■ PROMPT
Please extend the piece below on how the lockdown months changed company culture, writing the next part after its last paragraph.

Aside from more remote working as standard, how have the months of lockdown changed your company’s culture? And how will you carry them into the ‘new normal’, whether that means your team still works from home, they’re back in the physical workplace or perhaps a mix of the two?
Let’s look at lessons we’ve noticed from talking to our clients at HR GO - and how what we’ve experienced will influence how businesses do things differently in the months and even years to come...
Sense of camaraderie
The lockdown months brought on a national sense of camaraderie. Communities joined in solidarity to set up support groups or volunteer as helpers, with many of us coming outside to clap for carers every week.
This feeling of all being in it together extended to the brand new virtual workplaces up and down the country, too. At HR GO, we all made an extra effort to bond and acknowledge the exceptional moment we were all living through.
Now, as the national lockdown has eased, we’ve realised that this shared solidarity is something that teams can draw on for years to come. It sounds cliched but if you can get through a global pandemic you can get through anything, surely?
Feeling connected with other colleagues can be one of the first things to vanish when people are working apart.
Mindful of this fact, many teams have supercharged their efforts to keep communicating - whether that’s with group chats or one-on-one catch ups.
The result? Successful teams may well communicate far more remotely than when they’re in the same location.
Not just that, but they seem to make their time together count - and that means make meetings work harder, too.
No one knows when it will be safe for teams to gather together in one place again without any safety restrictions. Real face-to-face time will be even more precious than before, and employers should aim to get the maximum value from it.
It’s OK not to be OK
The pandemic has taken its toll on so many areas of life - including the nation’s mental and emotional health. As we’ve all been living through this uncertainty, it feels good to acknowledge how we’re feeling.
Pre-2020, most employers had already realised that mental health should be treated with the same importance as physical health.
Now, promoting mental wellness in the workplace - wherever colleagues are located - should be even further up the priority list.
As we navigate our way through the next few months, it will be crucial to encourage employees to keep being honest about how they’re feeling, with plenty of personal check-ins. Just watch for anyone who does feel isolated among the team - and don’t assume that those who put on a brave face aren’t struggling in private.

■ EXTRACTED INFORMATION
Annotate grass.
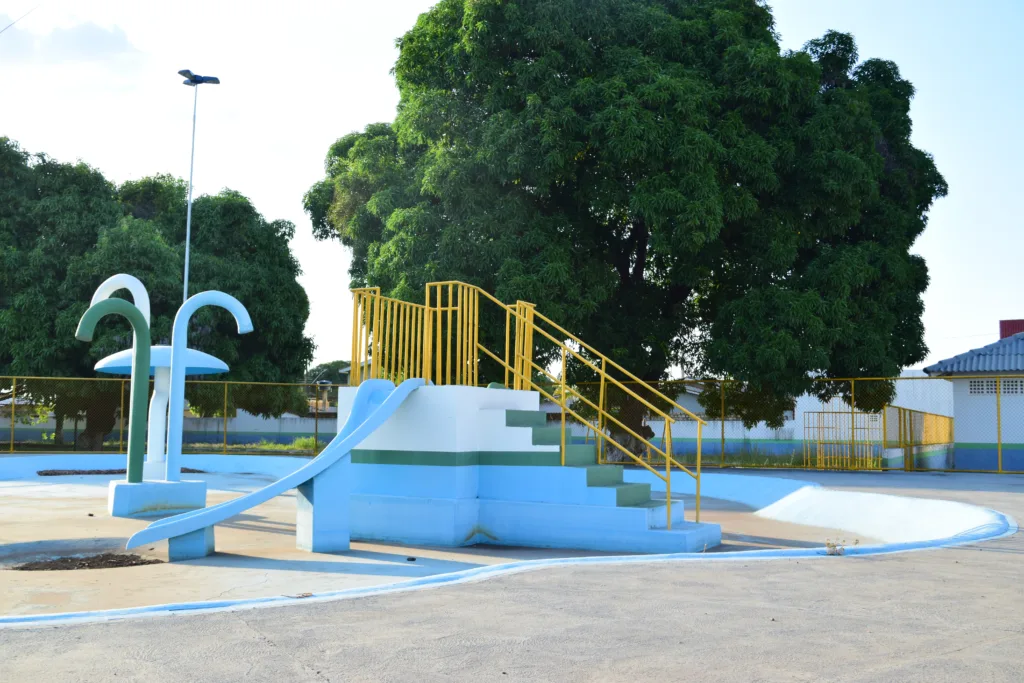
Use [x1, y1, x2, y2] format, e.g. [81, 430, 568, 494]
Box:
[663, 445, 804, 469]
[12, 436, 329, 456]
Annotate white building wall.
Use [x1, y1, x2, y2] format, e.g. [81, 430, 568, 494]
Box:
[951, 379, 1024, 445]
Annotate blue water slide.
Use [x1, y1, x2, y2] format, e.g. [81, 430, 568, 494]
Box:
[126, 379, 425, 548]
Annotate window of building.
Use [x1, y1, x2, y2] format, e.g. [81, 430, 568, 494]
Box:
[968, 380, 995, 394]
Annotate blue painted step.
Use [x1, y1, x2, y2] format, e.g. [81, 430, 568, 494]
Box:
[505, 411, 651, 507]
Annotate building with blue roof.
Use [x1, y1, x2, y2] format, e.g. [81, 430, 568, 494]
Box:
[925, 321, 1024, 472]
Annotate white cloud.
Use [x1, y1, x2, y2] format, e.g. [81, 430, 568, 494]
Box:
[0, 14, 138, 67]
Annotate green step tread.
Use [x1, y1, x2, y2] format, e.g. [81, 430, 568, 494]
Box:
[591, 483, 650, 507]
[505, 411, 560, 428]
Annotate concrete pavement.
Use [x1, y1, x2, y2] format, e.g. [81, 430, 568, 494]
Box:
[0, 473, 1024, 683]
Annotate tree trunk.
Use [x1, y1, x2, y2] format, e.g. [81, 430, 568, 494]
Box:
[78, 400, 117, 452]
[53, 410, 65, 447]
[606, 386, 654, 463]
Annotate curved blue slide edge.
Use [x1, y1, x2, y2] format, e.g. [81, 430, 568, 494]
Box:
[125, 379, 425, 548]
[0, 510, 1018, 629]
[140, 380, 394, 532]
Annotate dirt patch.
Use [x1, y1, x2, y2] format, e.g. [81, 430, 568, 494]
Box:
[11, 553, 161, 571]
[36, 467, 207, 477]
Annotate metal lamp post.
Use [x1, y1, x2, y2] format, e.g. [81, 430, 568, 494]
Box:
[178, 69, 220, 301]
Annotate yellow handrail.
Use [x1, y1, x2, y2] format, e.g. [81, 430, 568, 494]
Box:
[349, 281, 706, 528]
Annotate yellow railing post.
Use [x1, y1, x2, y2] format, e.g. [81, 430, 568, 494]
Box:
[224, 385, 228, 456]
[846, 380, 857, 469]
[313, 384, 319, 458]
[662, 417, 671, 531]
[348, 292, 362, 386]
[995, 377, 1002, 474]
[594, 358, 608, 463]
[367, 290, 384, 379]
[505, 309, 512, 389]
[420, 285, 434, 382]
[558, 347, 567, 467]
[444, 285, 455, 384]
[719, 380, 725, 467]
[694, 422, 703, 524]
[472, 290, 480, 386]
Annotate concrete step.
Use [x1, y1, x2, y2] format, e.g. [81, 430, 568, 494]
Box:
[587, 483, 650, 508]
[534, 425, 562, 445]
[561, 444, 597, 466]
[575, 465, 623, 486]
[505, 411, 548, 427]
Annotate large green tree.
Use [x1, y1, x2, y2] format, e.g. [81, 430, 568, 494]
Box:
[306, 0, 946, 423]
[0, 138, 312, 449]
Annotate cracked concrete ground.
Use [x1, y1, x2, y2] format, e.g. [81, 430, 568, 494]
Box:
[0, 475, 865, 614]
[0, 473, 1024, 683]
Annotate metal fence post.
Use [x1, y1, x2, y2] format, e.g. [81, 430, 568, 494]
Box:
[10, 377, 17, 453]
[846, 380, 857, 467]
[720, 380, 725, 467]
[995, 377, 1002, 474]
[224, 382, 227, 456]
[694, 421, 703, 524]
[118, 380, 126, 453]
[558, 346, 566, 467]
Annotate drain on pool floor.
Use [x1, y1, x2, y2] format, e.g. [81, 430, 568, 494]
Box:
[36, 467, 207, 477]
[11, 553, 161, 571]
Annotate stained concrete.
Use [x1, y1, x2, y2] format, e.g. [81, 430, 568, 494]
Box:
[0, 473, 1024, 683]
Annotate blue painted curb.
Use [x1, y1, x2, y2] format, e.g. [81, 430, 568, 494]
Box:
[0, 510, 1018, 629]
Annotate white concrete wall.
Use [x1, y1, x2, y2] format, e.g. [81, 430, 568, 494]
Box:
[338, 386, 558, 453]
[951, 379, 1024, 444]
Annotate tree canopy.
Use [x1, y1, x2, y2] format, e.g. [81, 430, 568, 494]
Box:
[0, 138, 313, 448]
[305, 0, 946, 422]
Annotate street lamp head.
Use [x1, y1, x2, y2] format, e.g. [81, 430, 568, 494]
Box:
[178, 69, 220, 87]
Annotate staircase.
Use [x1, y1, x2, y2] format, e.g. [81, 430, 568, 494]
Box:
[505, 411, 665, 508]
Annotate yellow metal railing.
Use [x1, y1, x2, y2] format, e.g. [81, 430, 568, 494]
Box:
[349, 282, 705, 528]
[804, 405, 954, 471]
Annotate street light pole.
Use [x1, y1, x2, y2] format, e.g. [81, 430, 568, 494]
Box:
[178, 69, 220, 301]
[181, 81, 199, 301]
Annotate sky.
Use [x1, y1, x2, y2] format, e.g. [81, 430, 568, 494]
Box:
[0, 0, 1024, 374]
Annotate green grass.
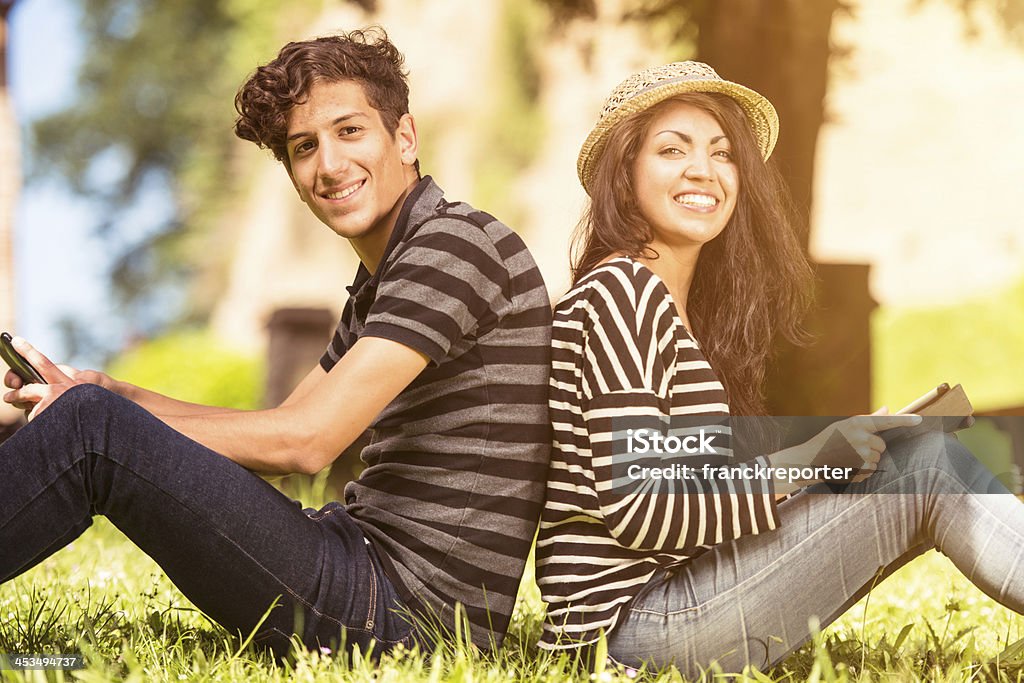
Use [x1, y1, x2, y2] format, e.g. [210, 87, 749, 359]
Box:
[871, 280, 1024, 413]
[6, 479, 1024, 683]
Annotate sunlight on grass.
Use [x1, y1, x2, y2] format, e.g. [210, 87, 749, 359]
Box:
[871, 281, 1024, 413]
[6, 493, 1024, 683]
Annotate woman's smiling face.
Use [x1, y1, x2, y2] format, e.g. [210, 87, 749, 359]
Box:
[633, 100, 739, 248]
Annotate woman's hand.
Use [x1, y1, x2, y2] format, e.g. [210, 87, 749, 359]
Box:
[3, 337, 114, 422]
[804, 407, 922, 481]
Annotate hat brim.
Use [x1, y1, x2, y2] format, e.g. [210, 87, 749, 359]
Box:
[577, 78, 778, 195]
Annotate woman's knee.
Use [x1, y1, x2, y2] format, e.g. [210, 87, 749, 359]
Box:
[886, 431, 1006, 494]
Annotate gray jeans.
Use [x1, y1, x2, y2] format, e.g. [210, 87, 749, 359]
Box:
[608, 433, 1024, 677]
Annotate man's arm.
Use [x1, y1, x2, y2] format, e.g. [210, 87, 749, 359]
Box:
[160, 337, 427, 474]
[4, 337, 427, 474]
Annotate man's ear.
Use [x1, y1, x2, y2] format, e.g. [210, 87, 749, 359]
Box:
[394, 114, 420, 166]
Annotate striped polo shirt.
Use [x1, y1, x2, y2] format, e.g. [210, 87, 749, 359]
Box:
[537, 258, 778, 649]
[321, 176, 551, 648]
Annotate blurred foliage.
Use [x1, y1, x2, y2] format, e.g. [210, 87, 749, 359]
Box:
[32, 0, 321, 327]
[871, 274, 1024, 412]
[473, 0, 546, 225]
[106, 330, 264, 410]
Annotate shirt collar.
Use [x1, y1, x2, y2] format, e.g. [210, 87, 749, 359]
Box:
[346, 175, 444, 296]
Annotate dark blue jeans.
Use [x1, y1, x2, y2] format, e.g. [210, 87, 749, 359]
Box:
[0, 385, 413, 655]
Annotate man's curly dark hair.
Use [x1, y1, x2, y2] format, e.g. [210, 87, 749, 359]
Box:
[234, 27, 409, 165]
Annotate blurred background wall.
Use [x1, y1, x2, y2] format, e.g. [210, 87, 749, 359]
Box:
[0, 0, 1024, 436]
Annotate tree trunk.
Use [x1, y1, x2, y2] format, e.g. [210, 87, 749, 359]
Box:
[696, 0, 873, 415]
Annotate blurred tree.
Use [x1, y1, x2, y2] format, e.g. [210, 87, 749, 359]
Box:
[0, 0, 22, 330]
[0, 0, 22, 428]
[33, 0, 319, 348]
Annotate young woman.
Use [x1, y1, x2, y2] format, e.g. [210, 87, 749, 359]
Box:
[537, 61, 1024, 675]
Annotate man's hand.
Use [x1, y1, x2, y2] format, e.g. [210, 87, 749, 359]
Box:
[3, 337, 111, 422]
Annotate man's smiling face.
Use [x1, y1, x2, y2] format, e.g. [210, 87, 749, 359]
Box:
[288, 81, 417, 255]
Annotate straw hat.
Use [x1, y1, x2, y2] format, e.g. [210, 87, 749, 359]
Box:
[577, 61, 778, 195]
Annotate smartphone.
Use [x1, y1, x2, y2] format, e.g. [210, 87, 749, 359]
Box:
[0, 332, 47, 384]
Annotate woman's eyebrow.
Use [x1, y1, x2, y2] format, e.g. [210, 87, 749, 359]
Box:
[654, 128, 729, 144]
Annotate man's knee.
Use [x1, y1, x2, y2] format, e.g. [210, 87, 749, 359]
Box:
[47, 384, 128, 421]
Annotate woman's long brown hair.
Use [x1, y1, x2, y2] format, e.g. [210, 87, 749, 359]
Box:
[571, 93, 812, 415]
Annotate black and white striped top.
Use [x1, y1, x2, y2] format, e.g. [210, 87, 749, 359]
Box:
[321, 176, 551, 648]
[537, 258, 778, 649]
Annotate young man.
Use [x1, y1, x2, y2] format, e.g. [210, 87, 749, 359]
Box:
[0, 32, 551, 653]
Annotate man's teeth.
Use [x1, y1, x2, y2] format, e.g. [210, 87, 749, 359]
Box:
[675, 195, 718, 207]
[327, 182, 362, 200]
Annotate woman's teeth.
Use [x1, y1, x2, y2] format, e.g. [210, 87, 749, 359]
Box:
[675, 195, 718, 208]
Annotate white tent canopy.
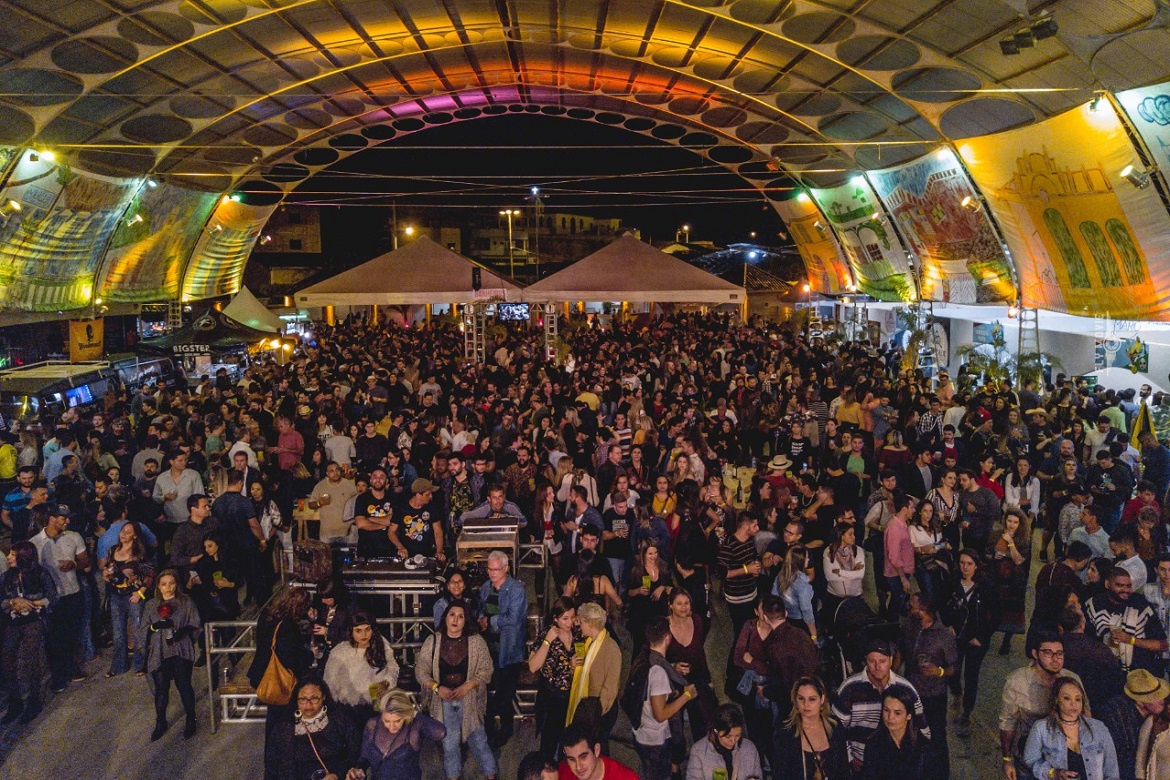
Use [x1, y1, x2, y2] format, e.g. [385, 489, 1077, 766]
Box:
[223, 287, 284, 333]
[524, 233, 744, 305]
[296, 236, 519, 306]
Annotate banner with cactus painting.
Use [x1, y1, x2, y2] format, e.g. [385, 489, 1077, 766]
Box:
[0, 152, 138, 311]
[958, 101, 1170, 320]
[867, 149, 1016, 303]
[775, 193, 852, 295]
[808, 175, 917, 301]
[98, 182, 219, 303]
[183, 198, 276, 301]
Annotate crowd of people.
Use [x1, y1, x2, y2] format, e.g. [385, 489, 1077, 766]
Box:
[0, 313, 1170, 780]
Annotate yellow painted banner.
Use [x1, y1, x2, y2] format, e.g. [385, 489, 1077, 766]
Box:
[69, 317, 105, 363]
[775, 194, 852, 295]
[959, 101, 1170, 319]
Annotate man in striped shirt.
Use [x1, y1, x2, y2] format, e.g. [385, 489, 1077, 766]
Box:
[717, 512, 761, 696]
[833, 640, 930, 774]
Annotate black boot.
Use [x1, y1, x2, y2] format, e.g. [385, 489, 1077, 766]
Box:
[20, 693, 41, 723]
[0, 696, 25, 724]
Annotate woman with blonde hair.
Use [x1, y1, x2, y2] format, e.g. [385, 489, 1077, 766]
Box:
[345, 688, 447, 780]
[772, 676, 849, 780]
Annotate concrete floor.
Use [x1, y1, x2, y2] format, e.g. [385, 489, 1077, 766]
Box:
[0, 545, 1037, 780]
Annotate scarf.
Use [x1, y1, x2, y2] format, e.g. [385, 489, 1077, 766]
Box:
[565, 628, 608, 726]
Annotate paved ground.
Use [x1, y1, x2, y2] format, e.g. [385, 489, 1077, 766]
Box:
[0, 542, 1037, 780]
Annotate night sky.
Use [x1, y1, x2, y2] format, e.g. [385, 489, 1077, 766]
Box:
[289, 115, 787, 246]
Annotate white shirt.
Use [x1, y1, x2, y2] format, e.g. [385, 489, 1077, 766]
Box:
[30, 529, 85, 596]
[325, 634, 398, 705]
[634, 665, 670, 747]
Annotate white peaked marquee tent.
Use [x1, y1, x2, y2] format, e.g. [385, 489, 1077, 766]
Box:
[524, 233, 744, 305]
[296, 236, 519, 306]
[223, 287, 284, 333]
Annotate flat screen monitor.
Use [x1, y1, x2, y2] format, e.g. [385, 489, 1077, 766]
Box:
[496, 303, 528, 322]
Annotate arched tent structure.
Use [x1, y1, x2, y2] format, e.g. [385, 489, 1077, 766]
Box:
[223, 287, 284, 333]
[296, 236, 519, 306]
[523, 233, 744, 306]
[0, 0, 1170, 318]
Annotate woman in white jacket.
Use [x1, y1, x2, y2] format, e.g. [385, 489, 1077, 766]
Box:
[825, 523, 866, 615]
[325, 612, 398, 725]
[1004, 457, 1040, 527]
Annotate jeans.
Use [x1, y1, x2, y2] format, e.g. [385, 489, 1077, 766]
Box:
[606, 558, 626, 601]
[442, 702, 498, 778]
[48, 591, 85, 689]
[110, 588, 146, 675]
[634, 739, 670, 780]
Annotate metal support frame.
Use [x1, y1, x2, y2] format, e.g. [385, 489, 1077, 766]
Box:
[541, 303, 560, 363]
[1016, 306, 1040, 391]
[463, 303, 488, 364]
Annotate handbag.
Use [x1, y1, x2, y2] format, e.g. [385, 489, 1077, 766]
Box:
[256, 620, 296, 705]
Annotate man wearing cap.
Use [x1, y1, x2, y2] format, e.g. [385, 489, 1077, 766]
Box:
[390, 477, 447, 562]
[833, 640, 930, 775]
[32, 504, 90, 693]
[1085, 449, 1134, 533]
[999, 630, 1092, 780]
[1093, 669, 1170, 780]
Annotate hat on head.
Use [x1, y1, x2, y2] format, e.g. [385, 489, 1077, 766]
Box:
[768, 455, 792, 471]
[1126, 669, 1170, 704]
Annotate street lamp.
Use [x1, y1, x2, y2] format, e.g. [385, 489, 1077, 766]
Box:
[500, 208, 519, 279]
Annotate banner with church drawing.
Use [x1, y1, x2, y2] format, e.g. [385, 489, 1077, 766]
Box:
[0, 152, 138, 311]
[868, 149, 1016, 303]
[183, 198, 276, 301]
[959, 101, 1170, 319]
[808, 175, 916, 301]
[98, 182, 219, 303]
[773, 193, 852, 295]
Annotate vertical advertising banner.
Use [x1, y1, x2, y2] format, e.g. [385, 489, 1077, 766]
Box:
[0, 152, 138, 311]
[959, 101, 1170, 320]
[69, 317, 105, 363]
[773, 194, 851, 295]
[183, 198, 276, 301]
[97, 182, 219, 303]
[868, 149, 1016, 303]
[808, 175, 916, 301]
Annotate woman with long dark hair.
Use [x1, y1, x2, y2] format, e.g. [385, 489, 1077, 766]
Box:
[136, 568, 203, 741]
[414, 601, 496, 780]
[0, 541, 57, 723]
[940, 548, 999, 736]
[861, 685, 930, 780]
[325, 612, 398, 723]
[248, 588, 314, 733]
[102, 520, 154, 677]
[528, 599, 585, 758]
[264, 679, 360, 780]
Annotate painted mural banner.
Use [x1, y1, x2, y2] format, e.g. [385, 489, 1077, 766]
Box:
[959, 101, 1170, 319]
[183, 198, 276, 301]
[98, 181, 219, 303]
[1116, 83, 1170, 181]
[773, 193, 852, 295]
[867, 149, 1016, 303]
[808, 175, 916, 301]
[0, 153, 138, 311]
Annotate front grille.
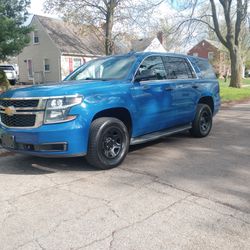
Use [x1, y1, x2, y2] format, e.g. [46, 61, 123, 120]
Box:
[1, 113, 36, 127]
[0, 99, 39, 108]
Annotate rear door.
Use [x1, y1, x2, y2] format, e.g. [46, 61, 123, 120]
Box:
[131, 55, 175, 136]
[163, 56, 199, 125]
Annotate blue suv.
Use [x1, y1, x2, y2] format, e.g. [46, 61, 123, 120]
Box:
[0, 52, 220, 169]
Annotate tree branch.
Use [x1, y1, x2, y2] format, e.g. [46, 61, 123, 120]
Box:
[210, 0, 228, 48]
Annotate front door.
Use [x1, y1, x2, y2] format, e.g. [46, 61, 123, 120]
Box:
[131, 56, 175, 136]
[163, 56, 199, 125]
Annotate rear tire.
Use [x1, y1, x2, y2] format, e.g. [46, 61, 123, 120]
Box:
[9, 80, 16, 86]
[190, 103, 213, 138]
[86, 117, 129, 169]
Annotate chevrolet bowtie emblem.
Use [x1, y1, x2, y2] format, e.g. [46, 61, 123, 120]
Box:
[4, 106, 16, 116]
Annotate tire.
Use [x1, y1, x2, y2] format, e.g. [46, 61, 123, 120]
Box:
[86, 117, 129, 170]
[190, 103, 213, 138]
[9, 80, 16, 86]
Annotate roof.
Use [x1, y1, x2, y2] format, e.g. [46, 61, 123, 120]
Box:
[131, 37, 155, 51]
[33, 15, 104, 55]
[204, 39, 222, 50]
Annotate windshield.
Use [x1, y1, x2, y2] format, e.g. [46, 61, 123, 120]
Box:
[65, 56, 135, 81]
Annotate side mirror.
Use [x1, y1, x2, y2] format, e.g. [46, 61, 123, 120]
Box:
[135, 69, 156, 82]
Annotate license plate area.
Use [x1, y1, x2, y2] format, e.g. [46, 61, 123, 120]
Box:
[1, 134, 16, 149]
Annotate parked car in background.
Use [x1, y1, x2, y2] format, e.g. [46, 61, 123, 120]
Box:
[0, 52, 220, 169]
[0, 64, 18, 85]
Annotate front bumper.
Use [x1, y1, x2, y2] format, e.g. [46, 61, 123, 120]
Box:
[0, 119, 88, 157]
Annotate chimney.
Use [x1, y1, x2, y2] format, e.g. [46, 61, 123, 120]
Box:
[157, 31, 163, 44]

■ EXERCISE RESULT
And of course employees who struggled with mental health issues before this pandemic have had huge extra challenges and will need extra tailored support to help them cope.
Most of us have seen TV news clips of people being interrupted by young children wandering into home offices in the middle of interviews. School closures and lack of childcare made these unscripted cameos inevitable.
Of course, some situations (and roles) call for zero interruptions if possible. But remote working on a mass scale means that colleagues see other colleagues in their home environments - and we believe the world is better for that.
Through our chats with job candidates at HR GO we’ve known for years that many want to join employers who encourage them to bring their true selves to work.
And the fact that authenticity isn’t now viewed as unprofessional will make a more relaxed, real workplace when we do transition back to the office - crucial for attracting the very best candidates to your team.
Flexible work ethic
Before the pandemic, many employers had doubts about whether employees could be trusted to manage their workloads from home.
But businesses have had no choice: they’ve just had to count on staff to get on with their work, around other commitments like childcare and homeschooling.
The best employers have allowed their people to choose their working hours to fit what else is going on in their lives.
And if this way of working can succeed in even the most stressful of circumstances, surely it’s a sign that a flexible work ethic is the way forward?
The coronavirus pandemic has fundamentally changed the way we work, and - wherever your employees are set to be based over the next few months - it’s crucial to learn from any lessons lockdown has taught us all.